* **Required task**: Copy all the entries word for word, but omit the pictures.

* **Data in this exercise**:
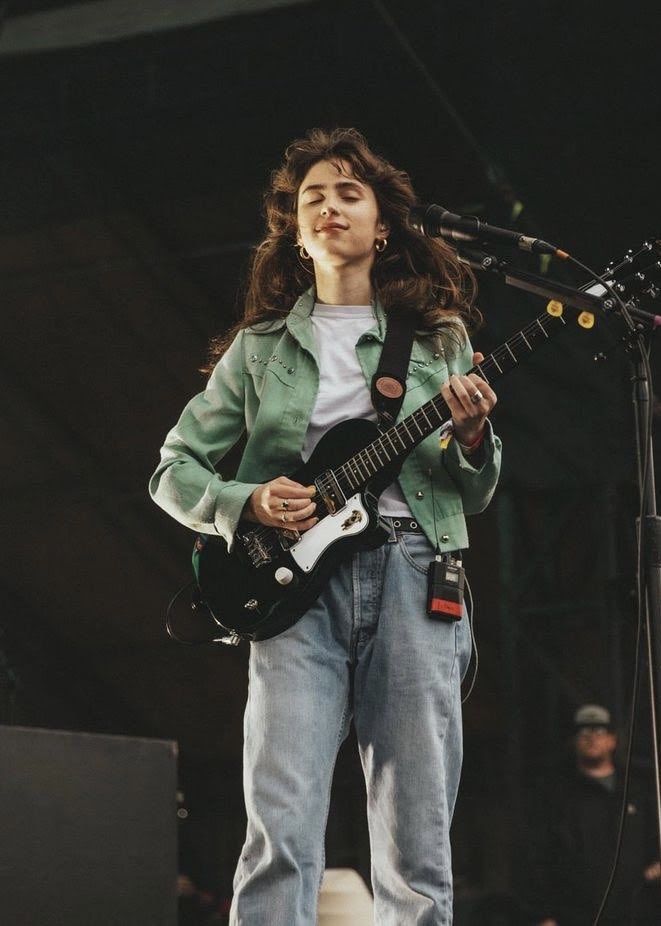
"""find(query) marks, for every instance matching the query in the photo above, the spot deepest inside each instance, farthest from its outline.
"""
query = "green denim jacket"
(265, 387)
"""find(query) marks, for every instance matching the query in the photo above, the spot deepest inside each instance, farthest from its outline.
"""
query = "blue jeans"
(366, 649)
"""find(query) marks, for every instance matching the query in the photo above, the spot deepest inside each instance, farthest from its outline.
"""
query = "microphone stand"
(649, 527)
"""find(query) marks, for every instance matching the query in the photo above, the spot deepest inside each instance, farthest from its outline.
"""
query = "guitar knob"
(283, 575)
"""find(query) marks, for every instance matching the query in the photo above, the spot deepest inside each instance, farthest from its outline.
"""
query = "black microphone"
(436, 222)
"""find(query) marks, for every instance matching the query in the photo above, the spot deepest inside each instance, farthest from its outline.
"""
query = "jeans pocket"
(416, 550)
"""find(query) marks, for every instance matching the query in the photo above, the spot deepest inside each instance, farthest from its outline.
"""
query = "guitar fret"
(414, 420)
(378, 445)
(349, 478)
(424, 414)
(387, 434)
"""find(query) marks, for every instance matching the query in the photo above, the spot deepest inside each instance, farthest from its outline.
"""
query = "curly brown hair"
(414, 274)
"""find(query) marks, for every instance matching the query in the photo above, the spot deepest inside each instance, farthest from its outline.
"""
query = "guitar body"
(271, 577)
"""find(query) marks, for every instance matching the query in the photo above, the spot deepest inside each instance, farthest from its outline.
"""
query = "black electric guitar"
(272, 576)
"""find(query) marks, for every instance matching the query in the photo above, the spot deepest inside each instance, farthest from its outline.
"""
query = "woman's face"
(338, 216)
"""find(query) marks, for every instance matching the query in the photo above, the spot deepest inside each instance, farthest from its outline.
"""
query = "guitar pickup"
(354, 518)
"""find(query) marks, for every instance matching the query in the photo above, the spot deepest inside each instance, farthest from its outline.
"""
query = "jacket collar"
(298, 323)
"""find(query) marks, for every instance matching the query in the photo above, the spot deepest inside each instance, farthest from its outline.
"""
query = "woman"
(339, 256)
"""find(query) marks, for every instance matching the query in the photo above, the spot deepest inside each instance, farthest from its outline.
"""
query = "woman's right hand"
(283, 503)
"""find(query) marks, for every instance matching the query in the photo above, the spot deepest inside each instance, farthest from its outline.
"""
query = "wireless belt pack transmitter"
(445, 588)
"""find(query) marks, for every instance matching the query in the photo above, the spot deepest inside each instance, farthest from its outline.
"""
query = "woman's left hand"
(470, 399)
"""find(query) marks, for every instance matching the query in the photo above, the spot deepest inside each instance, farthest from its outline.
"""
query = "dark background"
(131, 173)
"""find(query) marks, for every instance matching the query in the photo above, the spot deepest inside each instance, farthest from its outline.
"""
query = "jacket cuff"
(230, 503)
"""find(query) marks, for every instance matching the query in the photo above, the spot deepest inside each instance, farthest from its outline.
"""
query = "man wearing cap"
(577, 836)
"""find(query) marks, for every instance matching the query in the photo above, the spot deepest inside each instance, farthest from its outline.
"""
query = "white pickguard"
(350, 520)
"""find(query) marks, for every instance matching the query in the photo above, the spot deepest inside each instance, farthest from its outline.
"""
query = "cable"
(471, 623)
(644, 476)
(168, 619)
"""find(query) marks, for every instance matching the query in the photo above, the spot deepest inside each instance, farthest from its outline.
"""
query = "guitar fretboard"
(401, 438)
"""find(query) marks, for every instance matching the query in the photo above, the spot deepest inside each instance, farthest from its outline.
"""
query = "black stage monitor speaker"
(87, 829)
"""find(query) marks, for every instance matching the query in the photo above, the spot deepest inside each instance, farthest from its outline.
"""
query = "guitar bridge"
(259, 554)
(330, 493)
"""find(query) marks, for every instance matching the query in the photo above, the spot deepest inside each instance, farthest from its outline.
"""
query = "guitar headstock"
(638, 274)
(635, 278)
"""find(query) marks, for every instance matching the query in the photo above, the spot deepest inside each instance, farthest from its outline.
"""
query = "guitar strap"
(389, 381)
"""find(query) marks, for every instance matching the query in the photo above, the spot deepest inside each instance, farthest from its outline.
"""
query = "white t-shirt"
(343, 392)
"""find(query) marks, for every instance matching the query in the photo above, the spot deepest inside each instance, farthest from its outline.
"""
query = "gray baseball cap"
(592, 715)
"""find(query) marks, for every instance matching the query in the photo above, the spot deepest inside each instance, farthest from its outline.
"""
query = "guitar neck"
(401, 438)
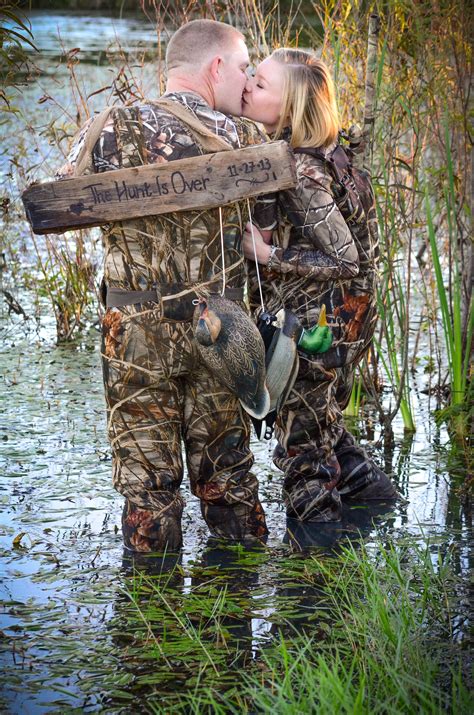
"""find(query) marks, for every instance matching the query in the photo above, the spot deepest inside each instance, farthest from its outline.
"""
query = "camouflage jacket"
(319, 260)
(182, 247)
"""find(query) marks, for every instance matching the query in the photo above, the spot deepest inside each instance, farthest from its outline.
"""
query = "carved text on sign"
(183, 185)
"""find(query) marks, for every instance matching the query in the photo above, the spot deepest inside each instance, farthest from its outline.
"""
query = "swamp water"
(83, 627)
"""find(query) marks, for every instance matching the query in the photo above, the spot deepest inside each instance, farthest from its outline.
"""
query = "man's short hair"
(194, 42)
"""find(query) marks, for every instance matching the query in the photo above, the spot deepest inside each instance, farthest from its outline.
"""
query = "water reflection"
(358, 521)
(66, 616)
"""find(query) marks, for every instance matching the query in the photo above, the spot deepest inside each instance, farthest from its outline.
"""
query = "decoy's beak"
(208, 326)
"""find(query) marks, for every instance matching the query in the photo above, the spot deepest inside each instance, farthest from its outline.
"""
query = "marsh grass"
(419, 163)
(377, 635)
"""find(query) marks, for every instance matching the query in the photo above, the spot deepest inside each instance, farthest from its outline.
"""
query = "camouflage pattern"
(320, 261)
(159, 393)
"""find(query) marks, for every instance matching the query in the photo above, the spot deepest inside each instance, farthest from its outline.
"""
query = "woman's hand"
(262, 249)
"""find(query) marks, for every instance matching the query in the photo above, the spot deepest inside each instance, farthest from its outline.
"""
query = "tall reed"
(420, 161)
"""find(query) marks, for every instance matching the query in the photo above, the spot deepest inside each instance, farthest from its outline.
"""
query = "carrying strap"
(206, 138)
(119, 297)
(209, 141)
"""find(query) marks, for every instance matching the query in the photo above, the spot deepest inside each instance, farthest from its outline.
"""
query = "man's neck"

* **Solution for this problem**:
"""find(query) marks, for every instance matching the query in the photo above, the spot deepest inside each instance, farthest from its outline.
"""
query = "green denim jacket"
(265, 387)
"""find(query) marks, for every instance matching the query in the photo above, the spot deepest inside each instance, farthest from its outline.
"""
query = "blue jeans"
(366, 649)
"""find(query) marks, for every instance matching the query in the photo above, the spot deepest inside each instance, farthest from its outline.
"""
query = "microphone stand"
(649, 527)
"""find(query) marks, for every instance matching the query in the photo above, the spot deepest inside each instance, farthest from its outline.
"""
query = "guitar knob"
(283, 575)
"""find(query) marks, for every instance matching the query in the photo above, the spot deepest inside each instance, farthest from its outline.
"""
query = "black microphone"
(436, 222)
"""find(query) marks, for every instance matching the query in the photo above, the spot deepest inside each instance, farthest from its outline.
"""
query = "jeans pocket"
(416, 550)
"""find(query) marks, for every instance matching the query in the photo above, the spot deepest inside each instance, farthest from its outline.
"""
query = "guitar fret"
(414, 420)
(378, 445)
(349, 478)
(424, 414)
(387, 434)
"""find(query) marks, for every instance matching the query in the photo above, the spot deepest inside each instance, farthest from its outline.
"""
query = "curly brown hair"
(414, 274)
"""find(query) marks, for every instance matching the query in the photo above, the spot deepest inside each instance, farthest from its outline.
"""
query = "guitar body"
(271, 577)
"""find(query) marks, for every instance matching the query in the photo above, the spot deepest inside each instance, farthest from its outline.
"""
query = "black electric guitar"
(272, 576)
"""find(query) marks, for every instance matching the query in the photo above, the spot deepest inside each instance, farthest from its outline.
"""
query = "woman's face"
(338, 216)
"""find(query) marks, for every instance matching the query in the photo above, the spot deepest inside each instance, farthest from its outline.
"""
query = "guitar pickup"
(354, 518)
"""find(query) marks, for every instance matching the query in the photo above, the spot deepest inside each instance, farthest from its outline.
"""
query = "jacket collar"
(298, 323)
"""find(query) marks, for every instance matching the query in the photo above, the spot deepest inside each instance, farthest from its outline.
"""
query = "woman"
(339, 256)
"""find(query) marks, for every instance matching the query in the photo above, the spot deepest inside each instance, farthest from its outline.
"""
query = "woman's right hand"
(283, 503)
"""find(query) marks, for every instance matching the query in the photo above, the spot deepest inside each instance, farthest from its outline.
"""
query = "wireless belt pack transmitter"
(445, 588)
"""find(query) marks, for every instance matching the query in the photo above, the spot deepest inside each instance, farthest from its outline.
"""
query = "woman's left hand"
(470, 399)
"""find(query) marks, for every instance matching the query in the photo above, the spot deepest inside each instance, farthest from its outline.
"""
query = "dark background"
(131, 173)
"""find(query) marks, for every instance matching the query in the photo above, the spot deepest inside each instance, farthest from its outline.
"""
query = "jacket cuff"
(230, 503)
"""find(query) marks, for every instance matching the query in the photo above, the spot deepest inside each instance, farthest from its outline.
"""
query = "man wearing cap"
(577, 836)
"""find(query) marks, for every instance matching the query in the photo above, the spot deepest inside each instance, farthest from its outline.
"""
query = "white pickguard"
(350, 520)
"""find(query) marks, for every instance matching the query in the photo above, the spot deepest inside each instance, farthest from its outline.
"""
query = "cable"
(471, 623)
(644, 476)
(168, 619)
"""find(query) marks, for every instance matching the query in the photo above, the spot deepest inside each instance, farthest from its outline.
"""
query = "guitar fretboard"
(401, 438)
"""find(query) marks, for every instance matching the query in the photo above, the spot deepest inside each instance, farthest from its outline.
"""
query = "black stage monitor speaker"
(87, 829)
"""find(query) marks, for every instance matching the query in the photo above, the spot deepest inside each instance, farthest from its outline.
"""
query = "guitar bridge"
(259, 554)
(330, 493)
"""find(query) marks, for every instance matching the query in the photo above, the spot deepest inside each instance, farthest from its outline.
"""
query = "guitar headstock"
(638, 274)
(635, 278)
"""find(query) marks, for every instance matching the query in the photo above, the spot deepest inside each instance, farthest from its outline.
"""
query = "guitar strap"
(389, 381)
"""find(query) marks, for every instance matching the query in the photo above, the spot deepest inside each instance, farthest from its outline.
"""
query = "white t-shirt"
(343, 392)
"""find(query) marks, for every instance matching the query in the photo above, the spot deepest inside each instance, farthest from its outline.
"""
query = "gray baseball cap"
(592, 715)
"""find(query) marks, for every instance matching the query in the photo above, the spot deepest inside each instance, farthest from its outline.
"""
query = "guitar neck"
(401, 438)
"""find(query) marks, for every instance matching the query in the photo above, the spot deepest inside each instance, farthest from its outline.
"""
query = "camouflage jacket"
(319, 260)
(182, 247)
"""find(query) marks, for every instance matching the query in the photo above, the spot deepest inside each instance, farthest from its outline.
"""
query = "carved text on sign"
(183, 185)
"""find(query) marks, for every instance matching the query in the photo above, the spot deepest inside each instance, farthest from its outline.
"""
query = "swamp water"
(83, 627)
"""find(query) marks, for every instance matching the query in the photo above, the spot deepest inside each instance, farthest from its outline.
"""
query = "man's short hair"
(194, 42)
"""find(query) marks, for every instance matching the query in the photo above, the spot deepest inside each instance, farthest from its outline.
"""
query = "water reflection"
(358, 521)
(66, 616)
"""find(query) marks, for every instance matching the query in the photo above, the spot deepest inside each instance, farthest from its outline.
"""
query = "decoy's beak"
(208, 326)
"""find(query) marks, for every instance matching the query in the photo above, the spot deepest inside each instance, farthest from its outline.
"""
query = "marsh grass"
(419, 163)
(377, 635)
"""find(query) marks, for every instance matching the query in the photo above, the spot deepest inside each instance, farthest from its outline.
"""
query = "camouflage pattern"
(320, 261)
(159, 393)
"""find(query) marks, for every instance matching the query in the photo above, the spot deepest inside each instance, farthest from its outline.
"""
query = "woman's hand"
(262, 249)
"""find(query) marks, for every instance matching the query in the photo above, the spot deepest inside each instance, farthest from its outline.
"""
query = "tall reed"
(420, 161)
"""find(query) marks, for every instance matching the query in the photo above, the spot deepest inside each instance, farthest from its outline.
"""
query = "carrying strap"
(206, 138)
(119, 297)
(209, 141)
"""find(query) marks, for every instance matching the query in the photo above, the spot deepest inside each instance, farthest from its outline.
"""
query = "man's neck"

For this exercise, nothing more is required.